**Blok Teks**
Politisi Fraksi Partai Gerindra itu berpendapat, banyak yang harus diatur kembali secara rinci apabila kegiatan belajat mengajar (KBM) tatap muka akan dilakukan. Misalnya, soal koordinasi dan sosialisasi Kemendikbud kepada Pemerintah Daerah yang berada di zona hijau. Ia tak menginginkan, KBM itu membuat situasi panik karena ketidaksiapan para orang tua murid.

Persoalan urgen lain yang harus diperhatikan ialah anggaran yang dibutuhkan untuk melaksanakan KBM tatap muka. Apakah Pemda sudah merancang kesiapan anggaran untuk memfasilitasinya. Dari data panduan Kemendikbud, terhitung hanya 6 persen wilayah Indonesia atau sekitar 85 kabupaten/kota yang masuk zona hijau. Lalu, bagaimana dengan 94 persen atau 492 kabupaten/kota yang masih kuning, oranye, atau merah.

“Jika Pemerintah hanya memperhatikan kondisi belajar bagi zona aman, padahal itu hanya sedikit dari sekian banyak sekolah yang tak membuka aktivitas belajar tatap muka, lantas bagaimana nasib para siswa yang daerahnya masih dalam dalam zona awas,” tutur Ali bertanya-tanya. Sekolah-sekolah yang berada di zona hijau, menurut Ali, belum tentu siap menggelar KBM tatap muka.

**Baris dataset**

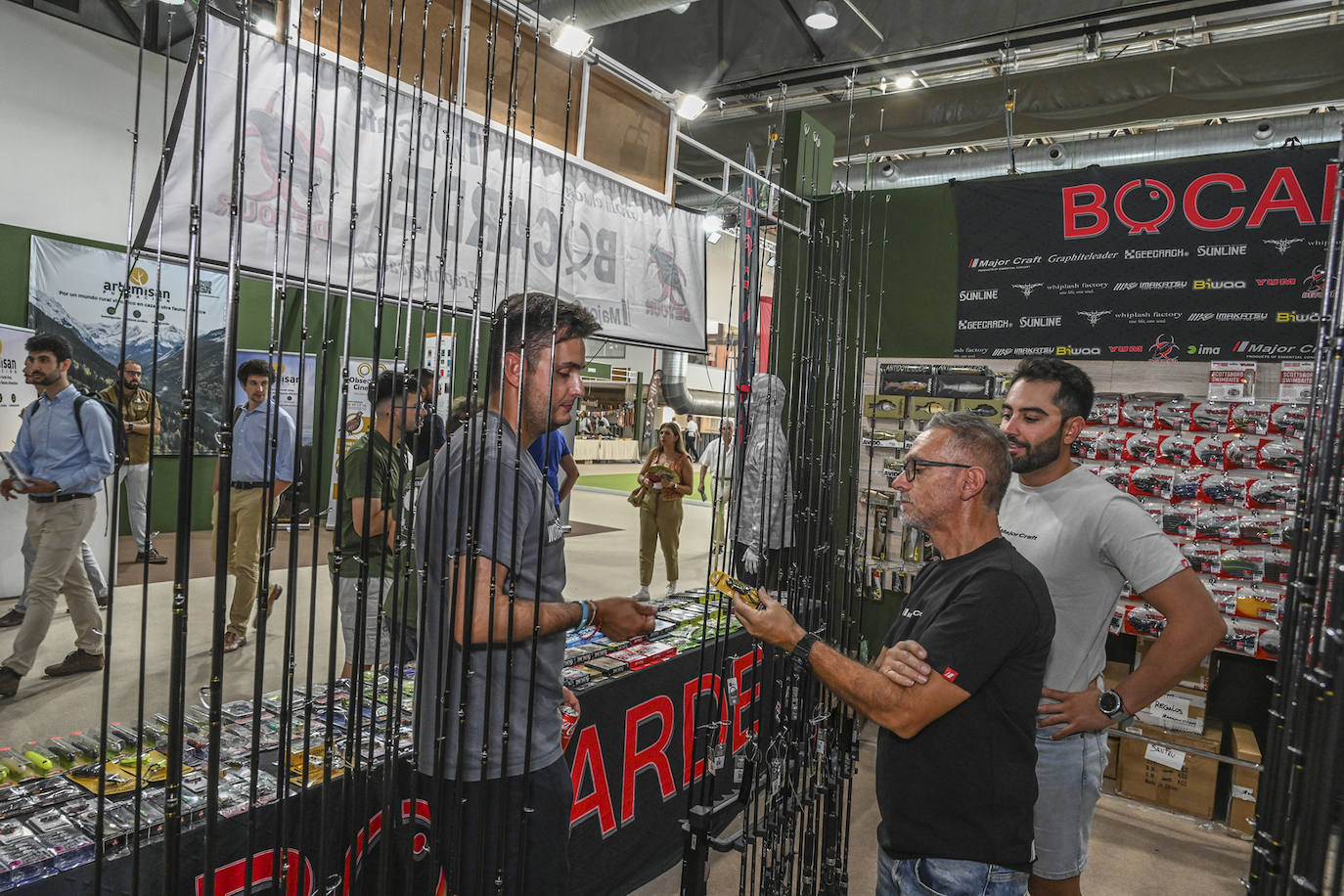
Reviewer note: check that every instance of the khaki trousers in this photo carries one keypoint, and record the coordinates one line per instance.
(57, 532)
(658, 521)
(247, 518)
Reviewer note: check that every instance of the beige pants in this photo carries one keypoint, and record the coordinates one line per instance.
(246, 522)
(57, 532)
(658, 521)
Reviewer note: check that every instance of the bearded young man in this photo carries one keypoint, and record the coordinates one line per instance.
(1088, 539)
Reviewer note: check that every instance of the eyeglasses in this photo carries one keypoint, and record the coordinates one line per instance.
(910, 469)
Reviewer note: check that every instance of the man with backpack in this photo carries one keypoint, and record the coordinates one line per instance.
(62, 461)
(140, 421)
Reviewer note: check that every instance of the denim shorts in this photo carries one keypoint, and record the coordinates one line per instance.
(946, 877)
(1069, 776)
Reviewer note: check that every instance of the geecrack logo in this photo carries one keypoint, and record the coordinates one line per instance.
(1282, 245)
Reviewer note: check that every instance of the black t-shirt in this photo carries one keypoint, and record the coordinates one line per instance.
(963, 787)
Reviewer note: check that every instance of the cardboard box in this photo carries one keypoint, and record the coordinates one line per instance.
(1167, 776)
(1178, 709)
(1240, 799)
(1195, 679)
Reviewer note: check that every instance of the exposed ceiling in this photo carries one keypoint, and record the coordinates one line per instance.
(980, 71)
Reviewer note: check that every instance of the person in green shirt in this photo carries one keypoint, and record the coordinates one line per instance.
(371, 564)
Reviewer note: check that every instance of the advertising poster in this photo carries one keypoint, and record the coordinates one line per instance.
(632, 259)
(82, 293)
(1208, 259)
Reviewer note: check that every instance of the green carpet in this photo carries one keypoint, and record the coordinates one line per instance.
(613, 481)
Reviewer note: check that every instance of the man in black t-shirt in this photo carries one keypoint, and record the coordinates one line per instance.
(956, 758)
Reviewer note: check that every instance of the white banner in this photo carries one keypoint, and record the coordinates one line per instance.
(632, 259)
(81, 293)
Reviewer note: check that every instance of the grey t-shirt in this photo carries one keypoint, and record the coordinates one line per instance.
(1088, 539)
(515, 524)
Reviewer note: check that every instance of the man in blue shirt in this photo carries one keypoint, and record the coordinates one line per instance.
(64, 461)
(258, 477)
(552, 453)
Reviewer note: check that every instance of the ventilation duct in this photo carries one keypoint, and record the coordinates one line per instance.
(679, 396)
(1179, 143)
(594, 14)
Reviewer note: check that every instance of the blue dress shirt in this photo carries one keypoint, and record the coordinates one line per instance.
(251, 449)
(50, 448)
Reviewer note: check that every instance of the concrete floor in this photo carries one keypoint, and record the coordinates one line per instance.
(1136, 849)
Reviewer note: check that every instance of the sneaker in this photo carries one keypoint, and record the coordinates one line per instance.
(151, 557)
(75, 662)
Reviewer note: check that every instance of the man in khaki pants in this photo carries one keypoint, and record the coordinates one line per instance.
(257, 479)
(65, 452)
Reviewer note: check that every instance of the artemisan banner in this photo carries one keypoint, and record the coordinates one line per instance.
(632, 259)
(1189, 261)
(83, 294)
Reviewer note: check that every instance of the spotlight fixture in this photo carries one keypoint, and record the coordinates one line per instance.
(690, 107)
(823, 15)
(570, 39)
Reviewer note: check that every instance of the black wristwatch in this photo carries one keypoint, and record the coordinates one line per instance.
(1111, 705)
(802, 650)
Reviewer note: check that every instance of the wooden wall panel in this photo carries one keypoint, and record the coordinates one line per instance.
(626, 130)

**Tantangan 1**
Bisakah Anda menskalakan ulang bagian catatan mulai dari baris yang memuat "Reviewer note: check that every instance of the sneaker" sampai akhir catatan, lalu menuliskan semua baris itu lagi beserta permintaannya? Kalikan setiap koordinat pada jawaban dengan 0,55 dan bulatkan ke bilangan bulat terdekat, dengan nilai setengah dibulatkan ke atas.
**Tantangan 2**
Lanjutkan teks tentang kesiapan kegiatan belajar mengajar tatap muka, mulai setelah kalimat terakhirnya.

**Jawaban Tertulis 1**
Reviewer note: check that every instance of the sneaker in this photo carries one keypoint, and record the coordinates one line per instance.
(83, 306)
(41, 364)
Reviewer note: check that every instance of the man in khaki pants in this photo carries one keypoint, and record the coordinates one line per instance.
(141, 263)
(36, 249)
Reviewer note: check that every instance of the artemisan banner in this photo carries one keypoint, and record the coordinates one line per instance.
(348, 142)
(654, 144)
(46, 162)
Reviewer note: check that every instance of the spotlight fixture in this photo carries one keypoint, and record the coordinates one line per instance.
(380, 59)
(453, 8)
(314, 21)
Reviewer note: check that every instance of the black wristwatch in this photo carries one keypoint, and record the coordinates one line per instance.
(611, 388)
(441, 358)
Reviewer note: check that every instance of the wooden wall panel in this photo carries one keypoint, and record the coordinates one line per instance.
(344, 72)

**Jawaban Tertulis 2**
Apalagi, sambung legislator dapil Banten I itu, sekolah-sekolah di zona hijau rata-rata bukan di daerah perkotaan. Artinya, sekolah itu tidak memiliki sarana dan akses kesehatan yang memadai. Ditambahkannya, penundaan bisa dilakukan dengan catatan Kemendikbud harus mereview sistem pembelajaran daring yang sudah berjalan selama ini. Kemendikbud harus lebih memperhatikan kebutuhan siswa dalam fasilitas Pembelajaran Jarak Jauh (PJJ).

“Pemerataan akses teknologi PJJ yang tidak sama antara satu daerah dengan daerah lainnya harus dicarikan jalan keluar. Di Lebak Selatan, misalnya, untuk akses internet bagi pelajar masih sangat sulit aksesnya. Siswa kurang mampu harus diberikan kuota/paket data agar tetap ikut KBM secara daring. Materi pembelajaran juga harus lebih dirancang dengan efektif dan tidak membebani siswa,” tulis Ali dalam rilisnya. (mh/sf)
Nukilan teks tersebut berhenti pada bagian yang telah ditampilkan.